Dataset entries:
---

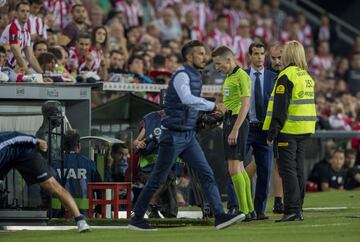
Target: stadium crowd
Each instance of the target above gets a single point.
(139, 41)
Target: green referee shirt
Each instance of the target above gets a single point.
(236, 85)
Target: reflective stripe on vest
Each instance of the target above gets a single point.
(299, 101)
(301, 111)
(297, 118)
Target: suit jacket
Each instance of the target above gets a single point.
(269, 82)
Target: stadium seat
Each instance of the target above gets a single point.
(115, 200)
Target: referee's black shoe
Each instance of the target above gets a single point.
(233, 211)
(278, 208)
(291, 217)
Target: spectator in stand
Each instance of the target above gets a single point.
(275, 58)
(99, 42)
(278, 15)
(352, 181)
(132, 12)
(285, 31)
(220, 35)
(10, 73)
(190, 29)
(242, 42)
(324, 57)
(338, 119)
(117, 39)
(80, 58)
(78, 25)
(52, 39)
(60, 61)
(333, 178)
(170, 28)
(18, 37)
(40, 47)
(61, 12)
(237, 12)
(174, 62)
(47, 62)
(326, 31)
(136, 70)
(305, 30)
(35, 22)
(342, 68)
(353, 76)
(117, 62)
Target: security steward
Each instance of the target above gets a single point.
(290, 120)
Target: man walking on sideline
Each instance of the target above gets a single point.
(182, 104)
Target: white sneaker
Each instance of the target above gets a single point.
(83, 226)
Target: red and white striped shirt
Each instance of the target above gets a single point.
(13, 34)
(61, 9)
(37, 26)
(132, 12)
(218, 38)
(306, 35)
(75, 60)
(325, 62)
(241, 48)
(235, 17)
(96, 55)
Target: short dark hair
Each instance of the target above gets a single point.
(221, 51)
(350, 152)
(115, 52)
(159, 61)
(71, 140)
(56, 51)
(39, 2)
(38, 43)
(2, 49)
(76, 5)
(256, 45)
(117, 147)
(17, 6)
(339, 150)
(45, 58)
(83, 35)
(133, 57)
(186, 49)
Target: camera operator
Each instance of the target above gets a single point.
(147, 145)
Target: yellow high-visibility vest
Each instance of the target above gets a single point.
(301, 118)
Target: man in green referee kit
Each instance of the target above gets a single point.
(236, 98)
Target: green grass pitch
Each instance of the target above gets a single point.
(327, 226)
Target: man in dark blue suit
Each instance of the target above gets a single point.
(263, 82)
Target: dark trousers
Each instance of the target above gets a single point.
(182, 144)
(291, 169)
(263, 154)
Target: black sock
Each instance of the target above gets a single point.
(278, 200)
(78, 218)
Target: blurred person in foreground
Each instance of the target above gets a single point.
(22, 152)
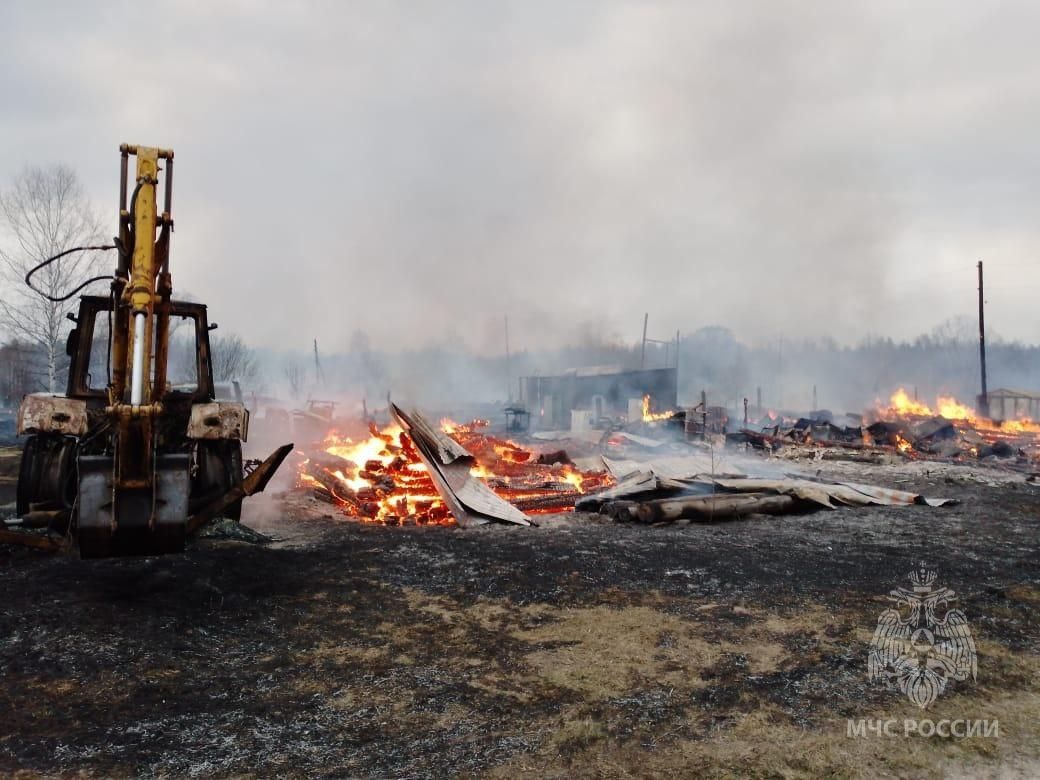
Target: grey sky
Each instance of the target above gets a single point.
(417, 170)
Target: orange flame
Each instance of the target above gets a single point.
(649, 416)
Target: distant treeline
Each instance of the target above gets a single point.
(847, 378)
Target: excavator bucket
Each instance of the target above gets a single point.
(146, 521)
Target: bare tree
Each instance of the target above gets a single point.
(45, 212)
(18, 361)
(233, 359)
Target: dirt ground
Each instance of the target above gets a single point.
(578, 648)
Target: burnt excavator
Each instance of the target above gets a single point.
(137, 455)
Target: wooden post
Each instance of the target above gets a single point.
(643, 354)
(983, 405)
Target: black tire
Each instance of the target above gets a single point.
(47, 474)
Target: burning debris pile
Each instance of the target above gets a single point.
(386, 478)
(910, 427)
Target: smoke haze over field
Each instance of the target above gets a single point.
(418, 170)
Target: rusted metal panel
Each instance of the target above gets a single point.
(44, 413)
(218, 420)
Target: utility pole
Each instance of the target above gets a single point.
(983, 400)
(643, 355)
(318, 372)
(509, 369)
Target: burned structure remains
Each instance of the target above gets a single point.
(595, 393)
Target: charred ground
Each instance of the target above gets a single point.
(580, 646)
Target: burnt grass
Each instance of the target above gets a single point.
(353, 650)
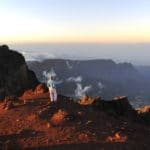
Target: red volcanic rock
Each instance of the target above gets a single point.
(40, 89)
(58, 118)
(68, 125)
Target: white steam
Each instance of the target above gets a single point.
(48, 74)
(80, 91)
(69, 65)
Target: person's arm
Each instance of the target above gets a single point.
(59, 82)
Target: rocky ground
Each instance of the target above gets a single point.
(32, 123)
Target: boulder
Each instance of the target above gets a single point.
(15, 77)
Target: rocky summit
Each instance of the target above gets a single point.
(28, 121)
(89, 123)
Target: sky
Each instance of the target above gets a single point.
(100, 21)
(116, 29)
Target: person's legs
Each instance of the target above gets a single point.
(55, 95)
(51, 94)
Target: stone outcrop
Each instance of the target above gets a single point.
(119, 105)
(15, 77)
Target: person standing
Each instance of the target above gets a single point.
(51, 84)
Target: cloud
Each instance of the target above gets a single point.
(37, 56)
(69, 65)
(74, 79)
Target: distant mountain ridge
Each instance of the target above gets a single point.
(101, 76)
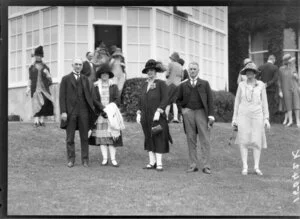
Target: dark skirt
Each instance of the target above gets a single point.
(47, 108)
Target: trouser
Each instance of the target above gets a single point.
(81, 121)
(195, 121)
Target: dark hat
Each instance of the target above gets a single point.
(181, 61)
(249, 66)
(39, 51)
(152, 64)
(175, 56)
(105, 68)
(117, 52)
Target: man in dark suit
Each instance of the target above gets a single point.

---

**Problem statement:** Using the entries above, reproduce word for word only the lines from the one that contains "Target: blurred person in foreground" to the one that contains "Target: burnt excavator", both ends included, and drop every picture.

**Response to this exercise:**
Target: blurred person in foreground
Each instance of the target above gets a single point.
(22, 152)
Target: grey sky
Each instance of the target above gets a single point.
(417, 170)
Target: orange flame
Each instance of the target above gets a single point.
(649, 416)
Target: distant treeline
Each instance of the target above gets a single point.
(847, 378)
Target: excavator bucket
Each instance of the target above gets a single point.
(146, 521)
Target: bare tree
Each instance of the target above gets a single point.
(45, 212)
(18, 361)
(233, 359)
Target: dirt ground
Each instance of the target above gets a single point.
(578, 648)
Target: burnt excavator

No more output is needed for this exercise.